Natural language region descriptions:
--------

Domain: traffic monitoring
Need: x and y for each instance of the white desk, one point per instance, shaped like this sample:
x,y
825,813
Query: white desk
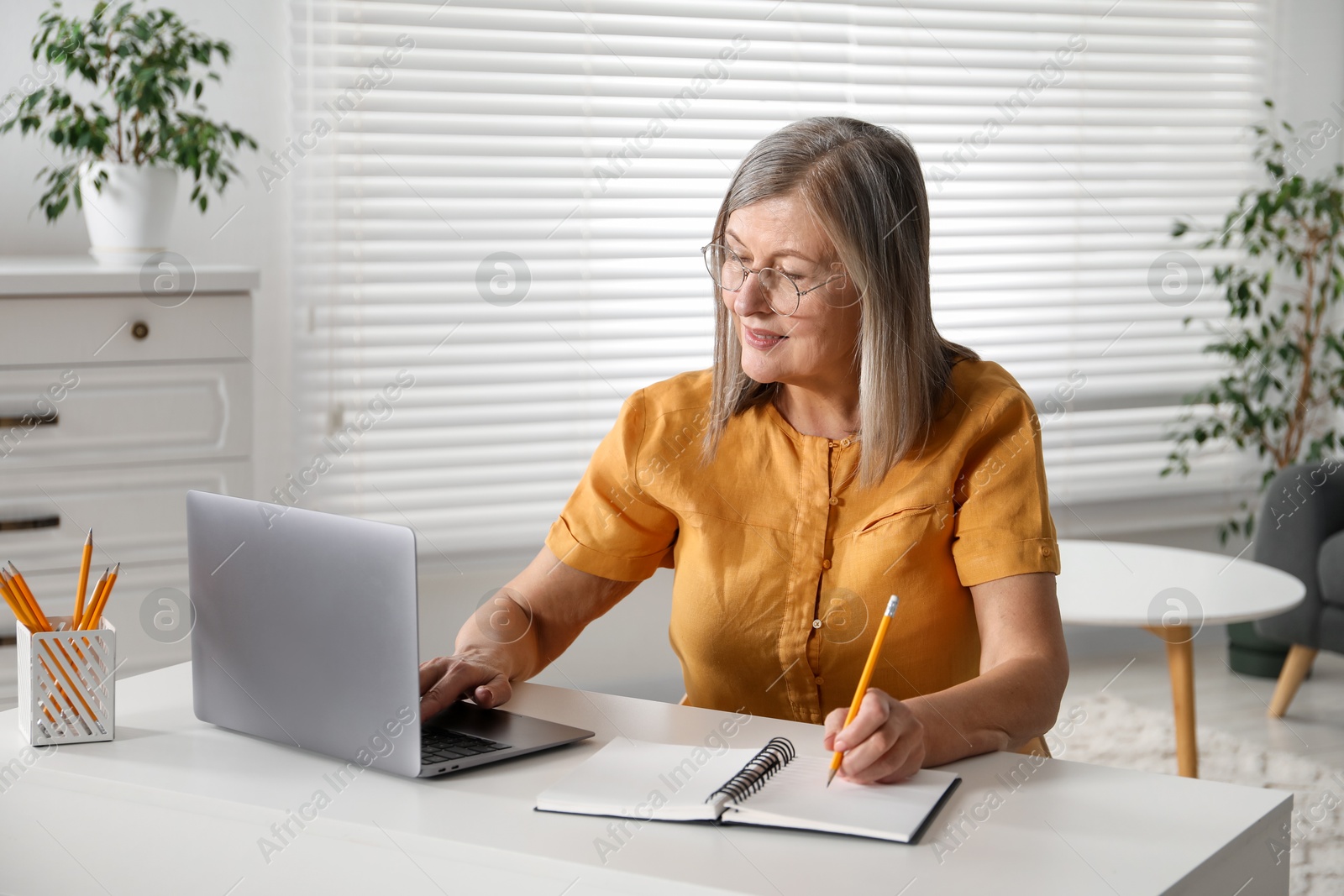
x,y
1173,593
178,806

--------

Copy all the lines of data exactly as they appear, dropping any images.

Domain: traffic monitoring
Need: x and y for each instance of the white desk, one point per instance, shaped like this sample:
x,y
825,813
Query: white desk
x,y
1173,593
178,806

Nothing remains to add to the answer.